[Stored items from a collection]
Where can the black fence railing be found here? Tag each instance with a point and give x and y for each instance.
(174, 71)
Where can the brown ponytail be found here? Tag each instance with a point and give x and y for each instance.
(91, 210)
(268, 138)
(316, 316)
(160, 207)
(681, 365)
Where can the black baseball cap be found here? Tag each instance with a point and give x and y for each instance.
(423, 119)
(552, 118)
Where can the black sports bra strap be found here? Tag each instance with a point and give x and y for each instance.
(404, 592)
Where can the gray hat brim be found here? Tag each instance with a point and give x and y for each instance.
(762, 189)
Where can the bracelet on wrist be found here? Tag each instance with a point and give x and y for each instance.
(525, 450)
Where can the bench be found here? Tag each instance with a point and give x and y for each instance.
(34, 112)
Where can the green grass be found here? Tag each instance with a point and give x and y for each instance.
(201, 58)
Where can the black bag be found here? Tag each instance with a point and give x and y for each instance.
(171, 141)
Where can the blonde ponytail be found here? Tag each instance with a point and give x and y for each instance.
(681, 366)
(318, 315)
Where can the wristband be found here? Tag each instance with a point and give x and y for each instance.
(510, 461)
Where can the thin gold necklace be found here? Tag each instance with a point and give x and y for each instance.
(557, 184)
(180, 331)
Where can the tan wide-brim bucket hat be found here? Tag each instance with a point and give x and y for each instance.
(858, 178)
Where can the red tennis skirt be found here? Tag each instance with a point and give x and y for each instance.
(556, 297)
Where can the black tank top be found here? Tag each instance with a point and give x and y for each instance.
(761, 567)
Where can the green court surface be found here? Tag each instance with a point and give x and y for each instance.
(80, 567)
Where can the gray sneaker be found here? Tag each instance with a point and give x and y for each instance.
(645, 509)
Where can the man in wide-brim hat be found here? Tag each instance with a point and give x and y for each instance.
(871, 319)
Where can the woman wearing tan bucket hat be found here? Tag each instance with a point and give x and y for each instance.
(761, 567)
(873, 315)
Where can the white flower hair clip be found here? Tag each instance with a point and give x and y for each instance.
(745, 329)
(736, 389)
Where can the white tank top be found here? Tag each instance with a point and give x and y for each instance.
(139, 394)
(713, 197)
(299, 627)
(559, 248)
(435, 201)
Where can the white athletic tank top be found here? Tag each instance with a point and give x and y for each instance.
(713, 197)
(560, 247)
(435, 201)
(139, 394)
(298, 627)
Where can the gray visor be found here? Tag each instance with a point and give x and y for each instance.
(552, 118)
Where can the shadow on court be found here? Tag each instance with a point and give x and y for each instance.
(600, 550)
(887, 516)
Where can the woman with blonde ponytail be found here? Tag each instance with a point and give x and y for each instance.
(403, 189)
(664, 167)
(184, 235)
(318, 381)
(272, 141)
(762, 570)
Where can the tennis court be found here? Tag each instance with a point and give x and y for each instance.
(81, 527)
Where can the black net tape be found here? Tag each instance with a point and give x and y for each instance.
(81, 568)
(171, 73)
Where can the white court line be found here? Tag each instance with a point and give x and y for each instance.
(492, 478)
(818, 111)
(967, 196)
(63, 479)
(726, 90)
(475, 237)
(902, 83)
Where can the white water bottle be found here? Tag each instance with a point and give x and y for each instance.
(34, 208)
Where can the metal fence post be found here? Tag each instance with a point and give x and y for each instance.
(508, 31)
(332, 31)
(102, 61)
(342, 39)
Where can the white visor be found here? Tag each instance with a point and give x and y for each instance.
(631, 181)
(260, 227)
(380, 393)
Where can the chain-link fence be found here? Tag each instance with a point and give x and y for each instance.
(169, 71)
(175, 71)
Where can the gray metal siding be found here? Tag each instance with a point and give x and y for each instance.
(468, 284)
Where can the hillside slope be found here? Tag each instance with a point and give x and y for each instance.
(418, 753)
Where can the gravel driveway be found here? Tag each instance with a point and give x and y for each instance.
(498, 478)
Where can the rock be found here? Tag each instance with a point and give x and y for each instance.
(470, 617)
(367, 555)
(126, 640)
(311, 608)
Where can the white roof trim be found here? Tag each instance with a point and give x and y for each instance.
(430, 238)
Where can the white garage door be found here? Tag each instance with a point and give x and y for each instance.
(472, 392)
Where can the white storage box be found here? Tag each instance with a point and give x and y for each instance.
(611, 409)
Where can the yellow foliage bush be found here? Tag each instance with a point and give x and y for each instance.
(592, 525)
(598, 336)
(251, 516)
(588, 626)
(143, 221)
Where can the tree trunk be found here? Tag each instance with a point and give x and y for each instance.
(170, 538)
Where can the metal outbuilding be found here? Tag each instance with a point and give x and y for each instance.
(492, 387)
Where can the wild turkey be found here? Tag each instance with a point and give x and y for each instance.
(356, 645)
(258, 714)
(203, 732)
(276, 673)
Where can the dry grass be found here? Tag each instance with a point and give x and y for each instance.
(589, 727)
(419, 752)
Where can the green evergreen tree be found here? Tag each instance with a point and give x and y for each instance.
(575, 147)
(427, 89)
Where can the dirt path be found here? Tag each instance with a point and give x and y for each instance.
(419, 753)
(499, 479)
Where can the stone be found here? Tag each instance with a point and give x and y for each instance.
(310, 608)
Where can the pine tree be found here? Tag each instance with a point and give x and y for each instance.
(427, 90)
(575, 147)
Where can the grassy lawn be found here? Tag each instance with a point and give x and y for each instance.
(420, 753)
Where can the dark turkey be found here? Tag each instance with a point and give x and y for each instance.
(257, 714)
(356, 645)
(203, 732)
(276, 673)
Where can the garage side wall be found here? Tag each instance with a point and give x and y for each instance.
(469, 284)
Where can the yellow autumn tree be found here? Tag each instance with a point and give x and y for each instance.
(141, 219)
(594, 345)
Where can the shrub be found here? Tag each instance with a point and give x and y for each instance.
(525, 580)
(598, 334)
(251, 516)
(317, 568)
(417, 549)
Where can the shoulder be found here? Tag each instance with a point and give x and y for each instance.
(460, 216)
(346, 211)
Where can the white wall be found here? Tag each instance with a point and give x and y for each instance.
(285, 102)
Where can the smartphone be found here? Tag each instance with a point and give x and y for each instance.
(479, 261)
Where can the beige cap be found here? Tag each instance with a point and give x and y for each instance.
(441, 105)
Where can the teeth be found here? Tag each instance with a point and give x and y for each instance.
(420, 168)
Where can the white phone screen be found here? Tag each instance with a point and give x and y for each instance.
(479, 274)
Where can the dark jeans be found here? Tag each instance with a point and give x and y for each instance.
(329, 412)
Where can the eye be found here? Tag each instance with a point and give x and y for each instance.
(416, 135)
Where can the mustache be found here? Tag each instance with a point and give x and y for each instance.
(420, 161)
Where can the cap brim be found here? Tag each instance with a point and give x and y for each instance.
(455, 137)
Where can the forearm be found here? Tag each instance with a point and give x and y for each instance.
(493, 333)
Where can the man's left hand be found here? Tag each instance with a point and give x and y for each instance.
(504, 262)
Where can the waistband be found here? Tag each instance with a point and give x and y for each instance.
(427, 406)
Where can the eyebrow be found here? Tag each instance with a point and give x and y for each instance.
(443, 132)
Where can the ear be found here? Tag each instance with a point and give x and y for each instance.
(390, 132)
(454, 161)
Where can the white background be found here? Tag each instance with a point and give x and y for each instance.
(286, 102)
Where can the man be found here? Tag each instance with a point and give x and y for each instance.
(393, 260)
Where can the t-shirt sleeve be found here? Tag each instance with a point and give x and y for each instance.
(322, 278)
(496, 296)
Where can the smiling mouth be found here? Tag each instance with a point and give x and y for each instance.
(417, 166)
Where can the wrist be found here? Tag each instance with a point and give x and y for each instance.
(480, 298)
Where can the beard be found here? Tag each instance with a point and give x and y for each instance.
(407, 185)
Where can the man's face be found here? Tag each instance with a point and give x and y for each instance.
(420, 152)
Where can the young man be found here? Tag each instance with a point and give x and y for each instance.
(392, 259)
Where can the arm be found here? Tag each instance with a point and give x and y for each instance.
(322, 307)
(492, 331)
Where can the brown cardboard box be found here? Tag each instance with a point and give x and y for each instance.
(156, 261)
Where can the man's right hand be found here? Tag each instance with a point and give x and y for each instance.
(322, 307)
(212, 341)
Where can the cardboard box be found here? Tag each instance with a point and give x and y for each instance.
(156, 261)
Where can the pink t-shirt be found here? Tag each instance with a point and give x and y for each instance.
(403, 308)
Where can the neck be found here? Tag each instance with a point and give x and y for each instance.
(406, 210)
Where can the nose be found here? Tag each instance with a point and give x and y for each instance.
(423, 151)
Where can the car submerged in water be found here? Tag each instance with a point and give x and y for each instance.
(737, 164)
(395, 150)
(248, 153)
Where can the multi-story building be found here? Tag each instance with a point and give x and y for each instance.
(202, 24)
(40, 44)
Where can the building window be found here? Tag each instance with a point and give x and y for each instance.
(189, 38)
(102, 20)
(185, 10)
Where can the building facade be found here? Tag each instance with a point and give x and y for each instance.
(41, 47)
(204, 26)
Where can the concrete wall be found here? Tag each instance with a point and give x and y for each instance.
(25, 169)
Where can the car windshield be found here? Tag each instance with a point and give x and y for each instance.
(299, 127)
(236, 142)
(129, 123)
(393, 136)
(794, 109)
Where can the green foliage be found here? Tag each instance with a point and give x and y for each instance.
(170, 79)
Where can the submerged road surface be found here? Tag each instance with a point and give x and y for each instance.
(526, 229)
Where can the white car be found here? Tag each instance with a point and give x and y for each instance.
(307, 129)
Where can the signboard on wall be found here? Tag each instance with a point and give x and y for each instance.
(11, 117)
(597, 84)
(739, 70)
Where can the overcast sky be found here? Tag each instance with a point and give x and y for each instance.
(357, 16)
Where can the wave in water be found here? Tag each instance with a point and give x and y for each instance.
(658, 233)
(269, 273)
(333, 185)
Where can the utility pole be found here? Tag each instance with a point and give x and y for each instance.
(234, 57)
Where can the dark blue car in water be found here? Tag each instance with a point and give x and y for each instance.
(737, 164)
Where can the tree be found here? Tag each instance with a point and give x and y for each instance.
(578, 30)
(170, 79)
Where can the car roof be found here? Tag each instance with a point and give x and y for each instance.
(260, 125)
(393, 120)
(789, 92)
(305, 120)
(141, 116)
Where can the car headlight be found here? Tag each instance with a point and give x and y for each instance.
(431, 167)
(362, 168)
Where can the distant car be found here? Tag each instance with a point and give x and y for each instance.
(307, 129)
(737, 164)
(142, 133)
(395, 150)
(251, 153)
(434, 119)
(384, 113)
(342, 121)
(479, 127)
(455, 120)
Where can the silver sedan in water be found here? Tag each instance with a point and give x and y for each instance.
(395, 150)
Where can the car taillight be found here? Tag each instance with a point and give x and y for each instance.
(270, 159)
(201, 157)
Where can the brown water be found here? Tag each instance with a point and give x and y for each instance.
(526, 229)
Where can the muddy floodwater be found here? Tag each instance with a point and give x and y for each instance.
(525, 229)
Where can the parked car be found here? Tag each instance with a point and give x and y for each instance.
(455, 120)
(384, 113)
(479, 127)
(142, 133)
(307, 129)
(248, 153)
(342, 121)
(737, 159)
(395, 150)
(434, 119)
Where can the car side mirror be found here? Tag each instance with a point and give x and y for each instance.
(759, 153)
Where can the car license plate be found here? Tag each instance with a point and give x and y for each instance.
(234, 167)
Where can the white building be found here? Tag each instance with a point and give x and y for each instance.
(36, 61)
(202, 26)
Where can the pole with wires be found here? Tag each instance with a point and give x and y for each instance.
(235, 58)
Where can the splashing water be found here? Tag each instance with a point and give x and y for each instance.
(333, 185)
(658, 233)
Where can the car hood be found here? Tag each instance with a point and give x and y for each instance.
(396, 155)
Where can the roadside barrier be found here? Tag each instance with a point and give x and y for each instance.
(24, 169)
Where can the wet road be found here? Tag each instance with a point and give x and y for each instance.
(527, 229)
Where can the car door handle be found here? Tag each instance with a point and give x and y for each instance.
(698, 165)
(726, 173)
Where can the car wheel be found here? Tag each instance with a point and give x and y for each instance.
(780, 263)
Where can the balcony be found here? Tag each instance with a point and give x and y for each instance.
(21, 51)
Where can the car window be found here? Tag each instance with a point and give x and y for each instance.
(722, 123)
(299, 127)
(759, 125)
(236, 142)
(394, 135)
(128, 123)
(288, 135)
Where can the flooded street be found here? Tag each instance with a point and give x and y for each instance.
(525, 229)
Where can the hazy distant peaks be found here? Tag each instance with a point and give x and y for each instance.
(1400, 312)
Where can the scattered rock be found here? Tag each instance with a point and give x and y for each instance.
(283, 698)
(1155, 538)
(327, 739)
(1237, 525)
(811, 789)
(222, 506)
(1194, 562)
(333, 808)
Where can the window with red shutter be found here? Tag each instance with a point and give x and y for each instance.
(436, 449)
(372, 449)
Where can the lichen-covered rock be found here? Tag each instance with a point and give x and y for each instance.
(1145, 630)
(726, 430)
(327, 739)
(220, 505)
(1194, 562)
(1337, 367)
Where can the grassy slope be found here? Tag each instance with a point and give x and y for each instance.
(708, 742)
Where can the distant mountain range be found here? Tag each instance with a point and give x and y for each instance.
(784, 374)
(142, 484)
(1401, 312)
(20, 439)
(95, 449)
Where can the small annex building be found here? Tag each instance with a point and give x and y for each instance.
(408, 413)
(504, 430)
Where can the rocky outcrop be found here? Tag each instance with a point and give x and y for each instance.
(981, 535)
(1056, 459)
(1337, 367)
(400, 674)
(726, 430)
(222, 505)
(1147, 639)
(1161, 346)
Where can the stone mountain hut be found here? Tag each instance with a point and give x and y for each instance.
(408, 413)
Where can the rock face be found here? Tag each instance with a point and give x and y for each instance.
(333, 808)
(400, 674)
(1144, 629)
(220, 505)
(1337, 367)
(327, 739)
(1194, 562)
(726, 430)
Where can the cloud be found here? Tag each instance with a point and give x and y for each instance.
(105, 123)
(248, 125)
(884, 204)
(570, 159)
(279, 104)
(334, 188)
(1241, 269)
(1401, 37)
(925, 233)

▸ SET TASK:
Output only the lines from the one holding "Where can the stone mountain" through the last line above, exactly as they appear.

▸ FINAL RESULT:
Where can the stone mountain hut be found here? Tag each instance with a point and give x and y for each instance.
(408, 413)
Where can the rock face be found here? Tag each instance with a point and give x and y for each instance.
(333, 808)
(400, 674)
(1144, 629)
(220, 505)
(1337, 367)
(327, 739)
(1194, 562)
(726, 430)
Where can the cloud be found here? Tag each instance with a point and give x and y for each instance.
(105, 123)
(248, 125)
(884, 204)
(570, 159)
(279, 104)
(334, 188)
(1241, 269)
(1401, 37)
(925, 233)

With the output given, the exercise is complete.